▸ **TASK TO COMPLETE**:
Each entry below is to be transcribed exactly; pictures are not copied.
####################
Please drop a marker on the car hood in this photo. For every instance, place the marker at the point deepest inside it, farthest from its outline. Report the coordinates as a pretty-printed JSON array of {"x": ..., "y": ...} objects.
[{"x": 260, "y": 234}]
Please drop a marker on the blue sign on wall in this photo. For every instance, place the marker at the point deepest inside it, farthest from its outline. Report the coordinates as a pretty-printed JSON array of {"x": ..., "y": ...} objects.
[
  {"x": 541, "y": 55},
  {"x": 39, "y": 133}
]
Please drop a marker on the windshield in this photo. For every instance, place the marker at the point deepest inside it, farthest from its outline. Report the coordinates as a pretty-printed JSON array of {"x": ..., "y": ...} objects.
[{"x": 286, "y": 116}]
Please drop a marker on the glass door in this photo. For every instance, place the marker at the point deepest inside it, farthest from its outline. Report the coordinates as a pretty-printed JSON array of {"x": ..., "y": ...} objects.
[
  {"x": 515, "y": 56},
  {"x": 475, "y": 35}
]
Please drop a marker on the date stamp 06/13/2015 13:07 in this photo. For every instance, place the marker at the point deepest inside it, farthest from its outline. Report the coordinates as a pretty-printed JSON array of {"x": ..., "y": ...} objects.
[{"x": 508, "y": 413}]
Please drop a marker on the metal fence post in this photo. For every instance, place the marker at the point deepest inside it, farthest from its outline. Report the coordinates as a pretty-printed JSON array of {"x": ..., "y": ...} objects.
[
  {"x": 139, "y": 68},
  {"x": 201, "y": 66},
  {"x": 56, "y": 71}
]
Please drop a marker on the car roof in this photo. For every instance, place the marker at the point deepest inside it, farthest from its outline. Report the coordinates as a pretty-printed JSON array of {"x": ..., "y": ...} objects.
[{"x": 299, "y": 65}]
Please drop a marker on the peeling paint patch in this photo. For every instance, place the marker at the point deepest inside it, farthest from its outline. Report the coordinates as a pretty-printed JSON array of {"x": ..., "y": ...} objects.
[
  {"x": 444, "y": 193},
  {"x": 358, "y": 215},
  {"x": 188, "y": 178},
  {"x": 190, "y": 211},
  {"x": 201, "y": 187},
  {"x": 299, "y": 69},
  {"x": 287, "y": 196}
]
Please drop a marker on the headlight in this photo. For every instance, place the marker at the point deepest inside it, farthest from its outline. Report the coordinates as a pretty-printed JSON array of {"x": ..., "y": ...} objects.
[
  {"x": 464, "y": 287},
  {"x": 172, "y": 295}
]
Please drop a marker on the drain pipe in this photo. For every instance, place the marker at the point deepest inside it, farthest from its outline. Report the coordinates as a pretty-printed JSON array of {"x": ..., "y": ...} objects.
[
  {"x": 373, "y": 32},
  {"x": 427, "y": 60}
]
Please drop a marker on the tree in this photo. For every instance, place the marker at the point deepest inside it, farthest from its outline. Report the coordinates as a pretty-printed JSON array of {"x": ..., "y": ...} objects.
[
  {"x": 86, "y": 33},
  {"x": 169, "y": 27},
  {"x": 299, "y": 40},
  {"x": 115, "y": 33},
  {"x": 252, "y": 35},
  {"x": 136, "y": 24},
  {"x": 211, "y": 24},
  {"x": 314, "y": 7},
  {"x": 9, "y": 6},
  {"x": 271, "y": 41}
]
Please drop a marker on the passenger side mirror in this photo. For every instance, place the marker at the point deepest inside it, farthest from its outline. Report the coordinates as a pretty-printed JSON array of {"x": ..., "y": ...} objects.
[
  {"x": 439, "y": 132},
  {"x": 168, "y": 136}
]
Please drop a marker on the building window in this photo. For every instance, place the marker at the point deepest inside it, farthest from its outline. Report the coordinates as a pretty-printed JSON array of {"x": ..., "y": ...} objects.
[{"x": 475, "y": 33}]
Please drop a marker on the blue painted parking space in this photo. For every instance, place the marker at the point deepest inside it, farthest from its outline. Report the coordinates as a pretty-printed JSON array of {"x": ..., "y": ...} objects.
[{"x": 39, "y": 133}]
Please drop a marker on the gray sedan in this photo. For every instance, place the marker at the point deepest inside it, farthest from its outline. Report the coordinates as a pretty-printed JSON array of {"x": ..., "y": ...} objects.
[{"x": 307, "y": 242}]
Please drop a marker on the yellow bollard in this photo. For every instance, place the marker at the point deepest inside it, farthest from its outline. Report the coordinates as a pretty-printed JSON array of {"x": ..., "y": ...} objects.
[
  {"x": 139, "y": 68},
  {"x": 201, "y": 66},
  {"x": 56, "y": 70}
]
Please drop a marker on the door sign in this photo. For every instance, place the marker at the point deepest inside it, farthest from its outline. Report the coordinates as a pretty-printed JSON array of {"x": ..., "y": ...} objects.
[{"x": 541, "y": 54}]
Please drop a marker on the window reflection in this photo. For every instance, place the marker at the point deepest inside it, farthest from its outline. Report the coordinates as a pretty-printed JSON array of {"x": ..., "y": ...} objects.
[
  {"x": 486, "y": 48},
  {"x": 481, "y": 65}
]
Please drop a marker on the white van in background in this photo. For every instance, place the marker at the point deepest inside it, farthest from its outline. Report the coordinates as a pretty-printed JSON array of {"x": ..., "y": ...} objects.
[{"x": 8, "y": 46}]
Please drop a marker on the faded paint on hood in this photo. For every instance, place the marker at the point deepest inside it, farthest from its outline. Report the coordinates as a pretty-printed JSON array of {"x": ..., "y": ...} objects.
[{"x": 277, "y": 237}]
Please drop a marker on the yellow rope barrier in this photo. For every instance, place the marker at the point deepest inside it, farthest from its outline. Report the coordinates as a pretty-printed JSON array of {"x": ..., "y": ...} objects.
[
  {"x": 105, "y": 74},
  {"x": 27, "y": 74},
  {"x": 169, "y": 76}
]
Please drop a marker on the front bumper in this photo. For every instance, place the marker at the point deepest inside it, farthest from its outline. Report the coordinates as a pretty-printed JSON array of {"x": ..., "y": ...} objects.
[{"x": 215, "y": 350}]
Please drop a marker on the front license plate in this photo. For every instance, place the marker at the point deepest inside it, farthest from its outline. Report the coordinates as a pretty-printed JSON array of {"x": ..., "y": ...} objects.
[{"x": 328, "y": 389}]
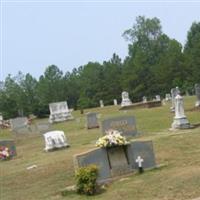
####################
▸ **RESULT**:
Please drop a marker on the car hood in this photo. For every instance, place the marker at the point deepest inside it, farthest from its outline. Report the coordinates as a pretty-printed JSON array of {"x": ..., "y": ...} objects.
[{"x": 260, "y": 234}]
Please drop a marker on the blue sign on wall in this photo. For every instance, place the marker at the point deepest inside it, farthest from its outline. Report the coordinates as a pretty-printed JSON array of {"x": ..., "y": ...} objects.
[
  {"x": 541, "y": 55},
  {"x": 39, "y": 133}
]
Please drop a marker on the windshield in this photo. For every instance, place the marker at the point deepest inside it, farthest from its outline. Report the coordinates as a pretty-printed JSON array of {"x": ..., "y": ...} objects.
[{"x": 286, "y": 116}]
Please drop a marker on the glass door in this photo. For every instance, place the marker at the point deepest inside it, farthest from its outline. Report the coordinates as a pretty-printed JSON array of {"x": ..., "y": ...} objects.
[
  {"x": 515, "y": 56},
  {"x": 475, "y": 35}
]
Please drop a marker on the date stamp 06/13/2015 13:07 in this photo. For every instance, place the marker at the point deepest inside it, farthest from its outline. Report the coordinates as a pretty-printed JSON array of {"x": ..., "y": ...} objects.
[{"x": 508, "y": 413}]
Please drop a marker on the metal fence post in this photo. For every instance, place the marker at the point deepest inside it, farthest from its outline. Report the coordinates as a pretty-printed JSON array of {"x": ..., "y": ...} objects.
[
  {"x": 139, "y": 68},
  {"x": 201, "y": 66},
  {"x": 56, "y": 71}
]
Please drop a marker on the car roof in this photo. For every instance, place the marker at the point deepest inside it, farthest from its outline. Report the coordinates as a pretty-printed JSON array of {"x": ..., "y": ...} objects.
[{"x": 299, "y": 65}]
Please drop a marker on the peeling paint patch in this photo. For every instance, place the marker at the point deepest inside it, farthest from its outline. Report the coordinates as a pretty-printed JSON array of {"x": ..., "y": ...} objects.
[
  {"x": 444, "y": 193},
  {"x": 358, "y": 215},
  {"x": 188, "y": 178},
  {"x": 190, "y": 211},
  {"x": 201, "y": 187},
  {"x": 299, "y": 69},
  {"x": 287, "y": 196}
]
Please drop a marker on the headlight in this photo. For every instance, place the marker at the point deepest inside it, farthest from its outline. Report the coordinates as a pretty-printed JSON array of {"x": ..., "y": ...} objects.
[
  {"x": 464, "y": 287},
  {"x": 172, "y": 295}
]
Please drop a marker on the drain pipe in this photo. For every instance, place the marker at the point deepest inside it, farthest from its outline. Report the coordinates as a pretty-printed JSON array of {"x": ..., "y": ...} objects.
[
  {"x": 373, "y": 32},
  {"x": 427, "y": 60}
]
Please drop a marker on the tree in this photo. For every instance, place the marker at the point deepest inside it, farthest from its outline. Report the coordinates as a pretty-printed JSON array of {"x": ..., "y": ...} objects.
[
  {"x": 86, "y": 33},
  {"x": 169, "y": 27},
  {"x": 299, "y": 40},
  {"x": 115, "y": 33},
  {"x": 252, "y": 35},
  {"x": 136, "y": 24},
  {"x": 211, "y": 24},
  {"x": 314, "y": 7},
  {"x": 9, "y": 6},
  {"x": 271, "y": 41}
]
Please drop a marker on the passenger side mirror in this photo. For every instance, place the marker at the point deepest inside it, farthest from its outline. Report the coordinates as a pretty-printed JSON array of {"x": ..., "y": ...} objects.
[
  {"x": 439, "y": 132},
  {"x": 168, "y": 136}
]
Please drop a marker on the building window in this photo. For every instance, place the marker at the point deepest inside it, farthest from its outline. Report the coordinates as a pretty-printed JSON array of {"x": ..., "y": ...} objects.
[{"x": 475, "y": 33}]
Please drop a marker on the blue painted parking space in this photo. For every instance, place the marker at the point deepest inside it, farthest from its outline. Report the coordinates as a pretty-printed JSON array of {"x": ..., "y": ...} objects.
[{"x": 39, "y": 133}]
Please drop a marker on the gray sedan in this photo. For every instance, place the marker at the point deepest inside it, farthest from its outline. Report the coordinates as a pretty-printed JSON array of {"x": ..., "y": ...} objects.
[{"x": 307, "y": 242}]
Please drop a marker on the yellow bollard in this photo. For every instance, place the marker at the point deepest inside it, farthest from its outline. Report the coordinates as a pretty-printed JSON array of {"x": ..., "y": ...} objects.
[
  {"x": 139, "y": 68},
  {"x": 201, "y": 66},
  {"x": 56, "y": 70}
]
Please drop a marker on the door sign in this photo. For every instance, place the marker at the point deepest inside it, farthest from its outline. Report the coordinates as a pretty-printed JSON array of {"x": ..., "y": ...} objects.
[{"x": 541, "y": 54}]
Please drop a marker on the window reflection in this photo. For every instance, place the marker at the point deepest inside it, farthest from its outline. Report the coordinates as a pretty-printed JSON array of {"x": ..., "y": ...} objects.
[
  {"x": 486, "y": 48},
  {"x": 481, "y": 65}
]
Please drop a marker on the white van in background in this photo. For every instance, place the marker at the point deepest inside it, farthest from its outline. Report the coordinates as a pretty-printed JSON array of {"x": ..., "y": ...} objects.
[{"x": 8, "y": 46}]
Please drop a marker on the faded paint on hood in this photo. For every instance, place the marker at the point deepest inside it, farthest from its outline. Report the coordinates as a pretty-printed JSON array of {"x": ..., "y": ...} objects.
[{"x": 277, "y": 237}]
Please drop a marker on the yellow rope barrier in this photo. For every instance, place the marker at the point deepest inside it, farthest from its outline. Report the coordinates as a pretty-printed JSON array of {"x": ..., "y": ...} objects.
[
  {"x": 105, "y": 74},
  {"x": 27, "y": 74},
  {"x": 169, "y": 76}
]
Please drop a marker on the front bumper in this photo. For every instance, place the marker at the point deepest inside it, farthest from its outline. Report the coordinates as a pretty-printed JSON array of {"x": ..., "y": ...} objects.
[{"x": 215, "y": 350}]
Please drop a marker on the front license plate in this photo. For every instance, place the marker at the point deepest inside it, farthest from its outline. Report the coordinates as a pretty-printed JSON array of {"x": ..., "y": ...} objects.
[{"x": 328, "y": 389}]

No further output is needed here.